▸ **WORK TO COMPLETE**
Recast the lines from the one containing "Query: dead gnarled tree" up to and including the one containing "Give the mask of the dead" as a Markdown table with the columns Row and Line. Number each line, and leave out any blank lines.

═════ EXTRACTED ENTRIES

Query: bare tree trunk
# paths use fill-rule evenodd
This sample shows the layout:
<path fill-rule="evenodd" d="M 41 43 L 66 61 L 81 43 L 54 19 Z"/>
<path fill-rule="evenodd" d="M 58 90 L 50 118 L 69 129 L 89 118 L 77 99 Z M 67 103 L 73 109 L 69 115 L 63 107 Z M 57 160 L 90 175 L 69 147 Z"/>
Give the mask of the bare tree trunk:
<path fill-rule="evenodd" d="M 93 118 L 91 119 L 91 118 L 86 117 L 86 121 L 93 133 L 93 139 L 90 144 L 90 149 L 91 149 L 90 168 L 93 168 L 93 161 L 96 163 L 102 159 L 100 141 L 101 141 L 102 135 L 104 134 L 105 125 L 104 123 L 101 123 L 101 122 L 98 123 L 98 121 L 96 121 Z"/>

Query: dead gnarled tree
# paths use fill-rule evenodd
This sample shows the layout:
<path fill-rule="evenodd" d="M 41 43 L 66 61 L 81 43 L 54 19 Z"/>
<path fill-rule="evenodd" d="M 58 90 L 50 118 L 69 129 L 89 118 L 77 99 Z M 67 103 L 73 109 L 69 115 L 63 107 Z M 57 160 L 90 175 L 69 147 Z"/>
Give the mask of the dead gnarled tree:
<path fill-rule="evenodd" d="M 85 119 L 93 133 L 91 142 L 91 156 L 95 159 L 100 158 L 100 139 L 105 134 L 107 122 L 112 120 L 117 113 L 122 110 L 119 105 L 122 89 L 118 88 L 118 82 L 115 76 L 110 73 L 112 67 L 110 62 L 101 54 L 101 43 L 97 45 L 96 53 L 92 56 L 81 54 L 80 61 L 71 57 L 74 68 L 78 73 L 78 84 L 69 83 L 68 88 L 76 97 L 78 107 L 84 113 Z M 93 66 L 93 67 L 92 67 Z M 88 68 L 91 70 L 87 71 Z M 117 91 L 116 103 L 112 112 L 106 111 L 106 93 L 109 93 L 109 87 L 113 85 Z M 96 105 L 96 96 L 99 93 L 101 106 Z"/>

══════════

▸ **FINAL RESULT**
| Row | Line |
|---|---|
| 1 | Query: dead gnarled tree |
| 2 | # paths use fill-rule evenodd |
| 3 | This sample shows the layout: |
| 4 | <path fill-rule="evenodd" d="M 41 43 L 66 61 L 81 43 L 54 19 Z"/> |
| 5 | <path fill-rule="evenodd" d="M 58 90 L 50 118 L 69 129 L 89 118 L 77 99 Z M 67 103 L 73 109 L 69 115 L 63 107 Z M 57 160 L 90 175 L 69 147 Z"/> |
| 6 | Give the mask of the dead gnarled tree: |